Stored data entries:
▶

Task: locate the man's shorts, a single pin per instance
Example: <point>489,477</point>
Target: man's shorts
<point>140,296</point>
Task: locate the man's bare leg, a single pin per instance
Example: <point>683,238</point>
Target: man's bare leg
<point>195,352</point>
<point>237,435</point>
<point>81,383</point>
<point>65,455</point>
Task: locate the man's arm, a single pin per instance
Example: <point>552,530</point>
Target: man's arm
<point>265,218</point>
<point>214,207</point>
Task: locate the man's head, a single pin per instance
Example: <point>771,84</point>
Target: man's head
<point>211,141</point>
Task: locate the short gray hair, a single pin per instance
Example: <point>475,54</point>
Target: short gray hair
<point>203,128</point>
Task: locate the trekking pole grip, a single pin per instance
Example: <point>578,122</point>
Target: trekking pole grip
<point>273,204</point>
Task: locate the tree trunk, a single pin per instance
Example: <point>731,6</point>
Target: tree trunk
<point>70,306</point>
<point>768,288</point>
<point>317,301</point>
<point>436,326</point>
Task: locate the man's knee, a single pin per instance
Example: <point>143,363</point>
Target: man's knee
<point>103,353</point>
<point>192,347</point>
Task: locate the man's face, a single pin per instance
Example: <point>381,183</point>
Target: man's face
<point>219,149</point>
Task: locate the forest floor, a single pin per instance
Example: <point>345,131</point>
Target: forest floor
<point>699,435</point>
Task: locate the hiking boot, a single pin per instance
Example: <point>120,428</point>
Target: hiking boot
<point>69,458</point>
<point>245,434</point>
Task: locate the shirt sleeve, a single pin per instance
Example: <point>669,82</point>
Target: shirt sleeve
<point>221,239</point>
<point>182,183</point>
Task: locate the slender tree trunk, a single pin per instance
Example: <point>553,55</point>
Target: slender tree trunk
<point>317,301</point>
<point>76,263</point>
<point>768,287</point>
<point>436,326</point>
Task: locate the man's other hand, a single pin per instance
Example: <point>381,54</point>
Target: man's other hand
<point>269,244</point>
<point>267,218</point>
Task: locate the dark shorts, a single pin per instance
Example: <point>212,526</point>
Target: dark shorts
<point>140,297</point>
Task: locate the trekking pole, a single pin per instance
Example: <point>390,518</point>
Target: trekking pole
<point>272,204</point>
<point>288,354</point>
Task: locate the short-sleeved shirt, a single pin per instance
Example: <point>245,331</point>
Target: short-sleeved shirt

◀

• [WHAT YOU WILL DO]
Rewrite the stretch of the listing from the line containing "Task: locate the man's arm, a" through the line containing "<point>699,435</point>", replacing "a single pin per instance" with "one point per instance" and leaving everything else untouched.

• [RESPONSE TO THE EXERCISE]
Task: locate the man's arm, one point per instance
Example: <point>552,530</point>
Target: man's arm
<point>265,218</point>
<point>214,207</point>
Task: locate the man's head, one point per instance
Example: <point>771,84</point>
Target: man's head
<point>211,141</point>
Task: locate the short gray hair, one point per instance
Example: <point>475,54</point>
Target: short gray hair
<point>203,128</point>
Task: locate the trekking pole grip, one point per instance
Example: <point>578,122</point>
Target: trekking pole grip
<point>273,204</point>
Task: locate the tree trunk, one point per instance
Example: <point>731,6</point>
Target: tree trunk
<point>70,306</point>
<point>768,288</point>
<point>317,301</point>
<point>436,326</point>
Task: locate the man's knee, one point per instance
Example: <point>143,363</point>
Target: man's knee
<point>103,353</point>
<point>192,347</point>
Task: locate the man's face, one point per instance
Example: <point>381,183</point>
Target: man's face
<point>219,149</point>
Task: locate the forest floor, one point per instance
Example: <point>345,131</point>
Target: forest floor
<point>699,435</point>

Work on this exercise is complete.